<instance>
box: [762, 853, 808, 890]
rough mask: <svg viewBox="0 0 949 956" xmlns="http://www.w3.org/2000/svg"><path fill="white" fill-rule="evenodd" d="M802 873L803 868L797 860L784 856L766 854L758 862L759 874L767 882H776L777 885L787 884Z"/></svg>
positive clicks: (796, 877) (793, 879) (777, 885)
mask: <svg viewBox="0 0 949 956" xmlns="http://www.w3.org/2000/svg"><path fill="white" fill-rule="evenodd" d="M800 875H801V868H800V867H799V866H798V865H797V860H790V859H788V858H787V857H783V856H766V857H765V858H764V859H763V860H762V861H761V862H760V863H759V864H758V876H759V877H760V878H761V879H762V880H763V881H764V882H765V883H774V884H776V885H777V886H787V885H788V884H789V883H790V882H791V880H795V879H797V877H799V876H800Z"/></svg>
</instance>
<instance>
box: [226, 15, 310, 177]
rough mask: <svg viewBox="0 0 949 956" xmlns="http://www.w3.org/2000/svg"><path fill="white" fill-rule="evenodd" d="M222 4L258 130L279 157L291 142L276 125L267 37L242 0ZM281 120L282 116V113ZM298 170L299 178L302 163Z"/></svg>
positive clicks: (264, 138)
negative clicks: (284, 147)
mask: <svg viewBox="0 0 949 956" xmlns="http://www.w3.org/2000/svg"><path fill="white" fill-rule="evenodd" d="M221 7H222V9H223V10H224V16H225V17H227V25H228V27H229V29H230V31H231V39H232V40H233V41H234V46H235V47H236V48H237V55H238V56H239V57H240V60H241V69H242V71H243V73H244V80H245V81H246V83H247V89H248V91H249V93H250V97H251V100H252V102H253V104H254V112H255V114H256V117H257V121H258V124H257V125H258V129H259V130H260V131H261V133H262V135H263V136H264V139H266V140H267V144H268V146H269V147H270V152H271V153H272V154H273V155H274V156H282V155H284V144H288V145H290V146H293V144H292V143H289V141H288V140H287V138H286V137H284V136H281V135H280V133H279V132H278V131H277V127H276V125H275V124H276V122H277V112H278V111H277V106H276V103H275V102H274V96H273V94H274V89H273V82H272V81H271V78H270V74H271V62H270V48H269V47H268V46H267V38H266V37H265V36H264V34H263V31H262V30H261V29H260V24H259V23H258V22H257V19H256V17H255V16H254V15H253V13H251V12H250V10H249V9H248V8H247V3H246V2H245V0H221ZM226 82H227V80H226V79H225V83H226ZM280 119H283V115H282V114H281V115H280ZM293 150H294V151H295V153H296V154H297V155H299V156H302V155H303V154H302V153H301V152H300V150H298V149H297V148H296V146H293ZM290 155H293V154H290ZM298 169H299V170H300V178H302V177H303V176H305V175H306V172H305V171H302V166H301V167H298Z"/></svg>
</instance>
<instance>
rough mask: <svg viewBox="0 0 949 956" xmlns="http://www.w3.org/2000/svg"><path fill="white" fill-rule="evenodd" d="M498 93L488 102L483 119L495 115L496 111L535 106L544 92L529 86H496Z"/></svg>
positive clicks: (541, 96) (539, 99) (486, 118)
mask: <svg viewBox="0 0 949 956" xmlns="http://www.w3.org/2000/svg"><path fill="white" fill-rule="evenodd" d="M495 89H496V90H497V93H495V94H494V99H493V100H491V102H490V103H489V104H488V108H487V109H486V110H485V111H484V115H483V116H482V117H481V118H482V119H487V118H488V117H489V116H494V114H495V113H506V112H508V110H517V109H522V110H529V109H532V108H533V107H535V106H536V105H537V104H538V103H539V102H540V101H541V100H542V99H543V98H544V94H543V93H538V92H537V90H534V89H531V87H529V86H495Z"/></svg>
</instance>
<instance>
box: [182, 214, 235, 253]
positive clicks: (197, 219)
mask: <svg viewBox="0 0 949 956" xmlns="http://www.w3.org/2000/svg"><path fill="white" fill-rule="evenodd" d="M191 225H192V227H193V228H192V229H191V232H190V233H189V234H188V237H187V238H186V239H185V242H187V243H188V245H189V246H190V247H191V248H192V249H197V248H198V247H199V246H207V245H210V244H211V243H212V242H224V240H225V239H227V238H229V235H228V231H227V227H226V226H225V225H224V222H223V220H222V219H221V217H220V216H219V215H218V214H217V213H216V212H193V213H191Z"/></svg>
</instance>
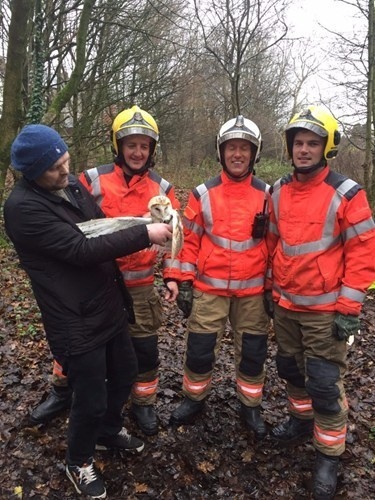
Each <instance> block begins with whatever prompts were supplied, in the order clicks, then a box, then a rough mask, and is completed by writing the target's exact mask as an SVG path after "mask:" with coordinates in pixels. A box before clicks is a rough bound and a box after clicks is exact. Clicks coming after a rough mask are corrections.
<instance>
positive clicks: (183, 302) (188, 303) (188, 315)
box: [177, 281, 193, 318]
mask: <svg viewBox="0 0 375 500" xmlns="http://www.w3.org/2000/svg"><path fill="white" fill-rule="evenodd" d="M178 289H179V293H178V296H177V306H178V308H179V309H180V310H181V311H182V312H183V313H184V316H185V318H188V317H189V316H190V313H191V309H192V307H193V284H192V282H191V281H183V282H182V283H180V285H179V287H178Z"/></svg>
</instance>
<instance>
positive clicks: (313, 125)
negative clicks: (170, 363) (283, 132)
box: [286, 120, 328, 137]
mask: <svg viewBox="0 0 375 500" xmlns="http://www.w3.org/2000/svg"><path fill="white" fill-rule="evenodd" d="M292 128H305V129H307V130H311V132H314V133H315V134H317V135H320V137H327V136H328V132H327V131H326V130H325V129H324V128H322V127H320V126H319V125H317V124H316V123H313V122H309V121H304V120H298V121H296V122H294V123H290V124H289V125H288V126H287V128H286V130H287V131H288V130H290V129H292Z"/></svg>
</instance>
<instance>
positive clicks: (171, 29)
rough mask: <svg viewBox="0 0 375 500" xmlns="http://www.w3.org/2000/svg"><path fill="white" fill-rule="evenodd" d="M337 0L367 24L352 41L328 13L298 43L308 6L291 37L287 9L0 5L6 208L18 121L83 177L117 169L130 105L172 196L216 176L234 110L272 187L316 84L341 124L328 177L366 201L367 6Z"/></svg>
mask: <svg viewBox="0 0 375 500" xmlns="http://www.w3.org/2000/svg"><path fill="white" fill-rule="evenodd" d="M333 1H334V4H335V6H336V9H337V12H341V10H342V9H344V8H345V10H346V11H347V12H350V13H351V15H352V17H353V20H354V19H357V20H360V21H361V22H360V23H359V24H358V23H357V24H355V25H354V24H353V32H352V33H348V31H347V30H346V31H344V29H343V30H342V31H341V30H340V29H339V28H340V26H339V25H338V23H337V22H336V23H332V22H330V21H331V20H332V18H334V19H336V16H333V14H332V10H330V11H328V10H327V18H326V21H327V22H326V26H327V27H325V28H323V31H321V30H320V32H319V33H320V35H319V36H315V37H314V36H312V34H311V32H309V31H308V30H306V33H308V34H309V38H306V36H307V35H306V36H303V35H301V33H303V29H302V30H301V27H303V25H304V23H305V25H306V26H307V24H308V19H307V18H306V17H304V16H308V15H309V13H308V10H304V5H305V4H306V6H307V1H306V0H305V2H304V1H302V2H300V4H299V13H298V14H297V15H298V18H297V20H296V22H297V23H298V25H299V30H297V31H295V30H293V26H292V22H293V18H292V17H291V14H290V13H291V9H292V8H293V3H292V0H213V1H199V0H189V1H186V0H169V1H168V2H167V1H165V0H53V1H52V0H0V35H1V38H0V130H1V134H0V202H2V201H3V200H4V196H5V191H4V189H5V179H6V177H7V175H9V173H11V174H13V175H15V174H14V172H13V171H12V170H11V169H10V170H9V166H10V159H9V150H10V144H11V142H12V141H13V139H14V137H15V136H16V135H17V133H18V131H19V129H20V128H21V127H22V126H23V125H24V124H26V123H38V122H43V123H46V124H48V125H51V126H53V127H54V128H56V129H57V130H58V131H59V132H60V133H61V134H62V135H63V137H64V138H65V139H66V141H67V143H68V145H69V147H70V153H71V157H72V171H73V173H79V172H80V171H82V170H83V169H85V168H89V167H92V166H95V165H100V164H102V163H108V162H110V161H111V160H112V158H113V155H112V152H111V147H110V134H109V132H110V126H111V123H112V120H113V118H114V116H115V115H116V114H117V113H118V112H119V111H121V110H122V109H124V108H126V107H130V106H132V105H133V104H138V105H139V106H140V107H142V108H143V109H145V110H147V111H149V112H150V113H151V114H152V115H153V116H154V117H155V119H156V120H157V122H158V125H159V128H160V144H159V148H158V153H159V154H158V162H157V168H158V170H159V172H160V173H161V174H162V175H164V176H165V177H166V178H167V179H168V180H170V181H171V182H173V183H174V184H175V185H176V186H179V187H181V188H183V187H187V188H191V187H193V186H195V185H196V184H197V183H199V182H201V181H202V180H204V179H206V178H207V177H209V176H211V175H214V174H215V172H216V171H217V168H218V167H217V163H216V151H215V136H216V134H217V131H218V129H219V127H220V126H221V125H222V124H223V123H224V122H225V121H226V120H228V119H229V118H231V117H233V116H235V115H237V114H240V113H241V114H243V115H244V116H246V117H248V118H250V119H252V120H253V121H255V123H257V125H258V126H259V128H260V130H261V132H262V137H263V143H264V147H263V152H262V160H261V163H260V165H259V168H258V169H257V171H258V174H259V176H260V177H262V178H264V179H265V180H266V181H268V182H273V181H274V180H275V179H276V178H277V177H278V175H279V173H282V172H283V171H286V170H287V169H288V167H287V163H286V161H287V158H286V157H285V147H284V143H283V129H284V127H285V124H286V123H287V122H288V120H289V119H290V118H291V116H292V115H293V114H294V113H295V112H296V110H298V109H299V108H300V107H301V106H303V105H304V104H308V103H310V104H311V102H310V101H309V99H311V97H310V95H311V93H309V89H311V86H312V84H313V83H314V81H315V80H317V79H323V80H325V81H326V82H327V83H329V84H330V86H331V88H333V89H335V88H336V89H337V95H336V94H335V93H334V92H333V93H332V92H330V93H327V94H325V95H321V96H319V97H316V96H314V102H313V104H320V105H323V106H325V107H327V108H328V109H329V110H330V111H331V112H332V113H333V114H334V115H335V117H336V118H337V119H338V120H339V123H340V129H341V131H342V135H343V139H342V144H341V147H340V155H339V157H338V158H337V159H336V160H335V170H338V171H340V172H342V173H345V174H347V175H349V176H350V177H352V178H354V179H355V180H357V181H358V182H360V183H362V184H364V186H365V188H366V190H367V193H368V196H369V199H370V201H371V203H372V205H374V201H375V187H374V186H375V181H374V169H373V165H374V116H375V112H374V106H375V105H374V101H375V99H374V92H375V90H374V64H375V57H374V2H373V0H333ZM331 4H332V1H331ZM348 9H349V10H348ZM323 17H324V16H323ZM291 19H292V21H291ZM330 26H331V27H332V26H334V29H332V28H331V29H330ZM354 26H356V27H355V28H354ZM358 26H360V27H361V28H360V29H359V28H358ZM346 28H347V26H346ZM296 33H297V34H296ZM322 33H323V34H324V36H322ZM323 42H324V44H323ZM319 44H321V47H320V48H319ZM323 45H324V48H323ZM327 47H329V50H327ZM327 68H328V70H327ZM338 96H340V97H338Z"/></svg>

☆ ☆ ☆ ☆

• **TASK REQUIREMENTS**
Quote the listing word for word from its first line through the line in which "positive clicks: (264, 138)" appears.

• **RESULT**
<instance>
box: [762, 853, 808, 890]
rough mask: <svg viewBox="0 0 949 956" xmlns="http://www.w3.org/2000/svg"><path fill="white" fill-rule="evenodd" d="M802 873L803 868L797 860L784 856L766 854L758 862L759 874L767 882H776L777 885L787 884Z"/></svg>
positive clicks: (796, 877) (793, 879) (777, 885)
mask: <svg viewBox="0 0 949 956" xmlns="http://www.w3.org/2000/svg"><path fill="white" fill-rule="evenodd" d="M800 875H801V868H800V867H799V866H798V865H797V860H790V859H788V858H787V857H783V856H766V857H765V858H764V859H763V860H762V861H761V862H760V863H759V864H758V876H759V877H760V878H761V879H762V880H763V881H764V882H765V883H774V884H776V885H777V886H787V885H788V884H789V883H790V882H791V880H795V879H797V877H799V876H800Z"/></svg>
</instance>
<instance>
box: [226, 15, 310, 177]
rough mask: <svg viewBox="0 0 949 956" xmlns="http://www.w3.org/2000/svg"><path fill="white" fill-rule="evenodd" d="M222 4L258 130L279 157L291 142L276 125L267 37L242 0ZM281 120L282 116V113ZM298 170L299 178L302 163Z"/></svg>
positive clicks: (264, 138)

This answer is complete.